__Stated task__: Convert the lines below into a two-column CSV with the columns "request" and "reply," one row per request, putting each text and its answer in a single quoted field with line breaks changed to spaces. Leave the pictures out.

Outline labeling records:
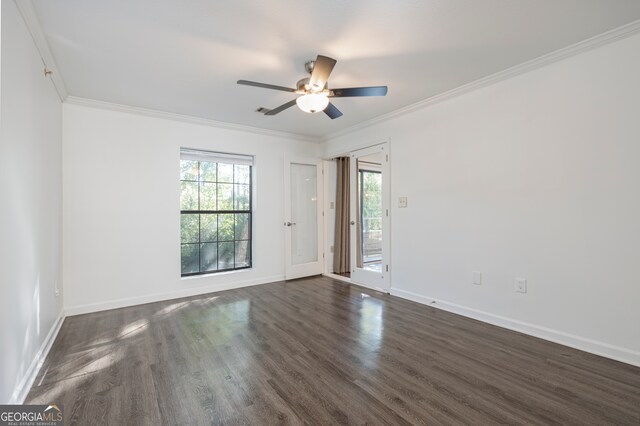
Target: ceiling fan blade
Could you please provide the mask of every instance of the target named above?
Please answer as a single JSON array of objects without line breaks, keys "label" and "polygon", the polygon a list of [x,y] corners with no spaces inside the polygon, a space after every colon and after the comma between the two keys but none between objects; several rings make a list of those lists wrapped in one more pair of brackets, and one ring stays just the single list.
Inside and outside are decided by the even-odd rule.
[{"label": "ceiling fan blade", "polygon": [[238,80],[238,84],[243,84],[245,86],[262,87],[263,89],[282,90],[283,92],[295,92],[296,91],[296,89],[292,89],[290,87],[276,86],[274,84],[258,83],[257,81],[249,81],[249,80]]},{"label": "ceiling fan blade", "polygon": [[318,55],[313,65],[313,71],[309,78],[309,86],[315,90],[322,90],[329,80],[329,75],[336,65],[336,60],[326,56]]},{"label": "ceiling fan blade", "polygon": [[271,110],[271,111],[269,111],[269,112],[265,112],[265,113],[264,113],[264,115],[276,115],[276,114],[278,114],[279,112],[282,112],[282,111],[284,111],[284,110],[285,110],[285,109],[287,109],[287,108],[291,108],[291,107],[292,107],[292,106],[294,106],[295,104],[296,104],[296,100],[294,99],[294,100],[292,100],[292,101],[287,102],[286,104],[282,104],[282,105],[280,105],[278,108],[274,108],[274,109],[272,109],[272,110]]},{"label": "ceiling fan blade", "polygon": [[353,96],[385,96],[387,86],[371,87],[347,87],[345,89],[331,89],[334,98],[347,98]]},{"label": "ceiling fan blade", "polygon": [[324,113],[327,114],[332,120],[338,117],[342,117],[342,111],[340,111],[334,104],[329,102],[329,105],[324,109]]}]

__Full answer__:
request,reply
"Target: ceiling fan blade Could you please provide the mask of every instance of the target named above? Please answer as a single JSON array of objects without line breaks, keys ""label"" and ""polygon"", the polygon a list of [x,y] corners with no spaces inside the polygon, a space after every colon and after the comma between the two keys but none between objects; several rings make a list of those lists wrapped in one more pair of brackets, and one ring stays just the single list. Inside and outside are decided by the even-odd rule.","[{""label"": ""ceiling fan blade"", ""polygon"": [[238,80],[238,84],[243,84],[245,86],[262,87],[263,89],[282,90],[283,92],[295,92],[296,91],[296,89],[292,89],[290,87],[276,86],[274,84],[258,83],[257,81],[249,81],[249,80]]},{""label"": ""ceiling fan blade"", ""polygon"": [[318,55],[313,65],[313,71],[309,78],[309,86],[315,90],[322,90],[329,80],[329,75],[336,65],[336,60],[326,56]]},{""label"": ""ceiling fan blade"", ""polygon"": [[271,110],[271,111],[269,111],[269,112],[265,112],[265,113],[264,113],[264,115],[276,115],[276,114],[278,114],[279,112],[282,112],[282,111],[284,111],[284,110],[285,110],[285,109],[287,109],[287,108],[291,108],[291,107],[292,107],[292,106],[294,106],[295,104],[296,104],[296,100],[294,99],[294,100],[292,100],[292,101],[287,102],[286,104],[282,104],[282,105],[280,105],[278,108],[274,108],[274,109],[272,109],[272,110]]},{""label"": ""ceiling fan blade"", ""polygon"": [[353,96],[385,96],[387,86],[371,87],[347,87],[345,89],[331,89],[334,98],[347,98]]},{""label"": ""ceiling fan blade"", ""polygon"": [[324,113],[327,114],[332,120],[338,117],[342,117],[342,111],[340,111],[334,104],[329,102],[329,105],[324,109]]}]"